──────── DATASET ENTRIES ────────

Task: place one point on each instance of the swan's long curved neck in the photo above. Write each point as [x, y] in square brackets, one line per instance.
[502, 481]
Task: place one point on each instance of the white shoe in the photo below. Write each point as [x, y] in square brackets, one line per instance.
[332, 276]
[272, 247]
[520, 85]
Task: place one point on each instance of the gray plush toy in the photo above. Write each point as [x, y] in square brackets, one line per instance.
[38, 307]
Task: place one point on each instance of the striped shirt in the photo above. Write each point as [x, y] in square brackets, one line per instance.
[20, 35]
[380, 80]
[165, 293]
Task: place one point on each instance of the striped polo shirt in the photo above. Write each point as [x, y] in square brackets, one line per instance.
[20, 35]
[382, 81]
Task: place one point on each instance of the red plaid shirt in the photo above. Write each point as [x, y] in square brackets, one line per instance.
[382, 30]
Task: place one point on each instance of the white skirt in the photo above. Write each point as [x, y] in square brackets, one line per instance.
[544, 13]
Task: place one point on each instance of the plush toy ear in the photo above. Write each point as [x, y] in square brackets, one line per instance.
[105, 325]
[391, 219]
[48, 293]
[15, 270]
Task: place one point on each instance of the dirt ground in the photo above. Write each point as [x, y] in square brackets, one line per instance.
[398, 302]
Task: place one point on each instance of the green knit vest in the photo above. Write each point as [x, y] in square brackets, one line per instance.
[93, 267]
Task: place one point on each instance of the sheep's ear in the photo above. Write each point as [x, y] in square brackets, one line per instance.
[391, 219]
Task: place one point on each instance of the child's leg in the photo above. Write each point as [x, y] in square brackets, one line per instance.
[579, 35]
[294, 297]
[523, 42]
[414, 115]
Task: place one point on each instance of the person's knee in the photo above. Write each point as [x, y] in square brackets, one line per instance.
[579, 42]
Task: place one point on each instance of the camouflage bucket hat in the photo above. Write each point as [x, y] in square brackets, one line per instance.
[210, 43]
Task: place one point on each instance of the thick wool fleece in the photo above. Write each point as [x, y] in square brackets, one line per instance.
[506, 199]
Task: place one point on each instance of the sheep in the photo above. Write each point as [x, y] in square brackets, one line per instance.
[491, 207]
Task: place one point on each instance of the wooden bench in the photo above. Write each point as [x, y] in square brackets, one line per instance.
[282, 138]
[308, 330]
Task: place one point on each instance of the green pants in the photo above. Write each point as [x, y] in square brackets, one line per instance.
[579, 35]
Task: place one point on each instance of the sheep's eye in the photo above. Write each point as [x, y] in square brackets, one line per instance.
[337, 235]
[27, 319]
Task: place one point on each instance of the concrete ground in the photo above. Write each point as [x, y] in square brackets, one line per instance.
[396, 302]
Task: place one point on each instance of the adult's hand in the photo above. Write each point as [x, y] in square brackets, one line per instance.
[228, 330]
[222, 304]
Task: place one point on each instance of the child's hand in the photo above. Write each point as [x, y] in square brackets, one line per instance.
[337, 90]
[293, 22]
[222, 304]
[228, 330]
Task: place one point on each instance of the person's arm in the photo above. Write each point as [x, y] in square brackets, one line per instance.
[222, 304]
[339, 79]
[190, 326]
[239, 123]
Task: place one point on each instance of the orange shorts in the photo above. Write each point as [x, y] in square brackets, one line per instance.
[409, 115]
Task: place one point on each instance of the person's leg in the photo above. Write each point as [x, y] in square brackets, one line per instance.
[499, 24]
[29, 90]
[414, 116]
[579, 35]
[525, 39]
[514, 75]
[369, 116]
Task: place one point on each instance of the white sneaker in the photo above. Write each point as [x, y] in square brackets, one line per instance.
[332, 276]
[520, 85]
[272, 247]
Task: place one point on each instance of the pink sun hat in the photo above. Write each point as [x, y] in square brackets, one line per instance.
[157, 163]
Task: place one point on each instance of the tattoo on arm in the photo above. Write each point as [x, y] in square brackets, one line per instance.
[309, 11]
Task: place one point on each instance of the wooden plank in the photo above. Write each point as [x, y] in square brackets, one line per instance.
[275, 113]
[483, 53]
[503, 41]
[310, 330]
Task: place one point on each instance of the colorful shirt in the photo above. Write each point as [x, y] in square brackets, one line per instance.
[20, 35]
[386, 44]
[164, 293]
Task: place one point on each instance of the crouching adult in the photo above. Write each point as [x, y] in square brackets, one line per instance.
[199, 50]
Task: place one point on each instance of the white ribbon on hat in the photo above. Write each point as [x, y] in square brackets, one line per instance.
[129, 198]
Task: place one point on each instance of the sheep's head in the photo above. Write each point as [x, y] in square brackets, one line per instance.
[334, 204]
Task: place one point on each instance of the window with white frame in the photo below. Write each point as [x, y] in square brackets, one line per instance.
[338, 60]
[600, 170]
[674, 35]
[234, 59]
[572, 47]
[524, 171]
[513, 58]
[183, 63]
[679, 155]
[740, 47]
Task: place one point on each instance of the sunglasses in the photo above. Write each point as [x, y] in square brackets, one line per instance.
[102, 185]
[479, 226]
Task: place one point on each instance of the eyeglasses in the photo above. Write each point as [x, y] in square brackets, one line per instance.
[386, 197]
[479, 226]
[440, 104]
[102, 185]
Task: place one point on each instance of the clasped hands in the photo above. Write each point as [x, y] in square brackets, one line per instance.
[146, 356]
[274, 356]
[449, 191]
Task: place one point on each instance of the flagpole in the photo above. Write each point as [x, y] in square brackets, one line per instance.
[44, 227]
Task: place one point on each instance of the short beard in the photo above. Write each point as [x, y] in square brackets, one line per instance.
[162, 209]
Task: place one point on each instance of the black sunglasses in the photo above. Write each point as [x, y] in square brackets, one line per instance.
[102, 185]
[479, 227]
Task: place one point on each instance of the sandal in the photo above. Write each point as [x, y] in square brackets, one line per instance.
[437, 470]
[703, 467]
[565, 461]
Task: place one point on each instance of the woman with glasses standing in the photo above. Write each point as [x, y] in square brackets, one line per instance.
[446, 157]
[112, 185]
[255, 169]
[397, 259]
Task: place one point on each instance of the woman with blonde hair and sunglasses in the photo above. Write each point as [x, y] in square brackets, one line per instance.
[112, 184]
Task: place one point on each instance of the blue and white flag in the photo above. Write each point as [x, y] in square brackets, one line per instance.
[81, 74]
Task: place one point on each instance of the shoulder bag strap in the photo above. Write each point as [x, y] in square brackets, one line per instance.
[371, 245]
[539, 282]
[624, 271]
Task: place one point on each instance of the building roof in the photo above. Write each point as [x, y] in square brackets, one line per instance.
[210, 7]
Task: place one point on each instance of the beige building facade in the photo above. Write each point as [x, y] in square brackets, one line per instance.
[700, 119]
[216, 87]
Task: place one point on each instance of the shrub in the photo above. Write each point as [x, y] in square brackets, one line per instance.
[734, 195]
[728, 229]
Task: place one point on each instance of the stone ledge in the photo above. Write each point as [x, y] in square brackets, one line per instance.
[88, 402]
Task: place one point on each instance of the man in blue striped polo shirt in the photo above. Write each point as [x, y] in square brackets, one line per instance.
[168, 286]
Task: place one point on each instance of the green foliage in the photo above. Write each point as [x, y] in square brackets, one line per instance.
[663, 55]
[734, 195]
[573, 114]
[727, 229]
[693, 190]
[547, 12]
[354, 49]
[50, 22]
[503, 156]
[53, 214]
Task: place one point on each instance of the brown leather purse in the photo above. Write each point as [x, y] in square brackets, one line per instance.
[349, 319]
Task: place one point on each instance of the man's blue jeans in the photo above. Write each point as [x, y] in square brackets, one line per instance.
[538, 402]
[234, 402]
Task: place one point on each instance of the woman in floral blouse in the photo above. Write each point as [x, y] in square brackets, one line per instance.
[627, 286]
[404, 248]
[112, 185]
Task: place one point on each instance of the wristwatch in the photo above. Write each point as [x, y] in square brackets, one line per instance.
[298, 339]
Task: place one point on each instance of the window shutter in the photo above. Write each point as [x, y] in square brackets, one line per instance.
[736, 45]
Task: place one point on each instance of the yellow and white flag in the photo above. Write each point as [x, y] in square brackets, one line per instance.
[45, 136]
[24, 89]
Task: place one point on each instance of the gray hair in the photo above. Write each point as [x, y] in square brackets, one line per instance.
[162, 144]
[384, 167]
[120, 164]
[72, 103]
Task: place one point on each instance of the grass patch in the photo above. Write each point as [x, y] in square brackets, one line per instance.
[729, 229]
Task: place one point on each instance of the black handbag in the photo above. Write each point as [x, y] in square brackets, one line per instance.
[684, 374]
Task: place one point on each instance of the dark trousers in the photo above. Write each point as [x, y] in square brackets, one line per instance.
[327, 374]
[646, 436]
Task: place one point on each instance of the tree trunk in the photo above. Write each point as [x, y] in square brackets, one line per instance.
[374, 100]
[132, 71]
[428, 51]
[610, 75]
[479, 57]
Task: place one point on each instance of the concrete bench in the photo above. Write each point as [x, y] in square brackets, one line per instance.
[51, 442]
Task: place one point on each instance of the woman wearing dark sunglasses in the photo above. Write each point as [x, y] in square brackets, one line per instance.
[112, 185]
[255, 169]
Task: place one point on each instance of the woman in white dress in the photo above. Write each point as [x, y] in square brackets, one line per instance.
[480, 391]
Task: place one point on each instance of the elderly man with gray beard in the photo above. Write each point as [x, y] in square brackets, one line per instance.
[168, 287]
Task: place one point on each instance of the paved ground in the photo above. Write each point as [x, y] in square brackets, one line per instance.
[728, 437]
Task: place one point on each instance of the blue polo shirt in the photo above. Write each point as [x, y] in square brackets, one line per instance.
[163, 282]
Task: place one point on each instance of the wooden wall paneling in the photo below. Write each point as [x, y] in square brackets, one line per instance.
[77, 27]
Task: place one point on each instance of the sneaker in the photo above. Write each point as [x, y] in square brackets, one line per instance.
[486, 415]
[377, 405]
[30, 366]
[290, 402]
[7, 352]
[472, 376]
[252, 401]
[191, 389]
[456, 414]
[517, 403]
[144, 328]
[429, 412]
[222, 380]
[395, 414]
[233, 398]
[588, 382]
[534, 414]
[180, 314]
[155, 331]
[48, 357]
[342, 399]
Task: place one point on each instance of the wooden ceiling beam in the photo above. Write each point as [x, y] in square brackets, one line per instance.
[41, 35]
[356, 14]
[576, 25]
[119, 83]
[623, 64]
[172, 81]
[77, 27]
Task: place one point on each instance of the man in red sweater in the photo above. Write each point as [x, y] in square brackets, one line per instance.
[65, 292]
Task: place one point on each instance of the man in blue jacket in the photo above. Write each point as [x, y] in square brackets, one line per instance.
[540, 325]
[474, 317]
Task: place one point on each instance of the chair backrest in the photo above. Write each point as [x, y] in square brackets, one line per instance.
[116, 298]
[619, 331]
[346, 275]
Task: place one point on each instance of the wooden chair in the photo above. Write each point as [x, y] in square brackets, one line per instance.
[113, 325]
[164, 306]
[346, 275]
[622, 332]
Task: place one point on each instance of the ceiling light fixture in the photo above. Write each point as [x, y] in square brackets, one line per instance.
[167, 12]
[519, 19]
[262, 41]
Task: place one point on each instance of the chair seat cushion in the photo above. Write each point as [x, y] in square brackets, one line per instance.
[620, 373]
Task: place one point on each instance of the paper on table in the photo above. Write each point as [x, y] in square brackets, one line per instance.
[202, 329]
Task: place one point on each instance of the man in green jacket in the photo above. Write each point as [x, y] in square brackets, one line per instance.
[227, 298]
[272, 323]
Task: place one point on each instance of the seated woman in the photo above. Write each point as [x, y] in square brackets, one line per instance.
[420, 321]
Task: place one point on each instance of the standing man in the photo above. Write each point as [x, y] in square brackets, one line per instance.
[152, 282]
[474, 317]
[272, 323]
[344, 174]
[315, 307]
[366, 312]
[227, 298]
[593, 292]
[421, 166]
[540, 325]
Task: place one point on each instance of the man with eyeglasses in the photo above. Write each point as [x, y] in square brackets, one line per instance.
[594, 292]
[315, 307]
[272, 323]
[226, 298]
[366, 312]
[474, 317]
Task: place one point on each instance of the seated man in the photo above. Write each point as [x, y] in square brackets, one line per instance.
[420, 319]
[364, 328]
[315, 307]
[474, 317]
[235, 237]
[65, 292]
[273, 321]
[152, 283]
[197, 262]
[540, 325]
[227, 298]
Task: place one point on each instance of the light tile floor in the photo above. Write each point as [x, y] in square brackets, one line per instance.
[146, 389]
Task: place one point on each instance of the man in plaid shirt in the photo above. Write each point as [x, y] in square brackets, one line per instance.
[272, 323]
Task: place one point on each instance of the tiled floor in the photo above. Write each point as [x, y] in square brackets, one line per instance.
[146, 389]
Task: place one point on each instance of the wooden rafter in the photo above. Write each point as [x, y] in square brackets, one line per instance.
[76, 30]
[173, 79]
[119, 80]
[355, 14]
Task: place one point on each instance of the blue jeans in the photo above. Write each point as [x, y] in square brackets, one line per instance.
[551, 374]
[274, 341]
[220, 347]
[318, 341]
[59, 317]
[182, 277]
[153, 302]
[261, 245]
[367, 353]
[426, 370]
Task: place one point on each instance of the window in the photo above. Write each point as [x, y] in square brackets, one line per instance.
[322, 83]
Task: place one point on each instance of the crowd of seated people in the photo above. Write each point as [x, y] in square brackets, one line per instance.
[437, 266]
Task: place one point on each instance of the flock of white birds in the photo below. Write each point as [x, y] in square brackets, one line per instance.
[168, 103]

────────

TASK DETAILS: Only those lines running from the one containing "Task: place one point on each instance of the light" through the last line of the data above are to be copied, exactly, with both ends included.

THE COMPLETED TASK:
Task: place one point on each instance of the light tile floor in the photo above. Write each point as [x, y] in square brackets, one line per instance.
[146, 389]
Task: place one point on each instance of the man in plaid shirt in the photo above. Write each point as [x, y] in square brackets, one line per instance.
[272, 323]
Task: place one point on each instance of the tiled floor in the photo above. Write each point as [x, y] in square brackets, one line per instance.
[146, 389]
Task: place one point on each instance of the wooden rafter in the photo above. Write each point as [x, y] in square brackets, one line per instance.
[76, 30]
[173, 79]
[119, 80]
[355, 14]
Task: place one point on each instance of the blue jeans in the photo above. Write each point as [x, y] in square brackets, one line per instance.
[551, 374]
[274, 341]
[220, 347]
[318, 341]
[59, 317]
[182, 277]
[153, 302]
[261, 245]
[367, 353]
[426, 370]
Task: place one point on each instance of the window in the photo above. Write each point as [x, y] in square brackets, one line per instance.
[322, 83]
Task: place one point on each instance of the crowd of seated people in the photo above. Write each point as [x, y] in square brackets, one line per instance.
[437, 266]
Task: place one point on each instance of the flock of white birds in the photo below. Write each point as [x, y] in square brackets, one line per instance.
[168, 103]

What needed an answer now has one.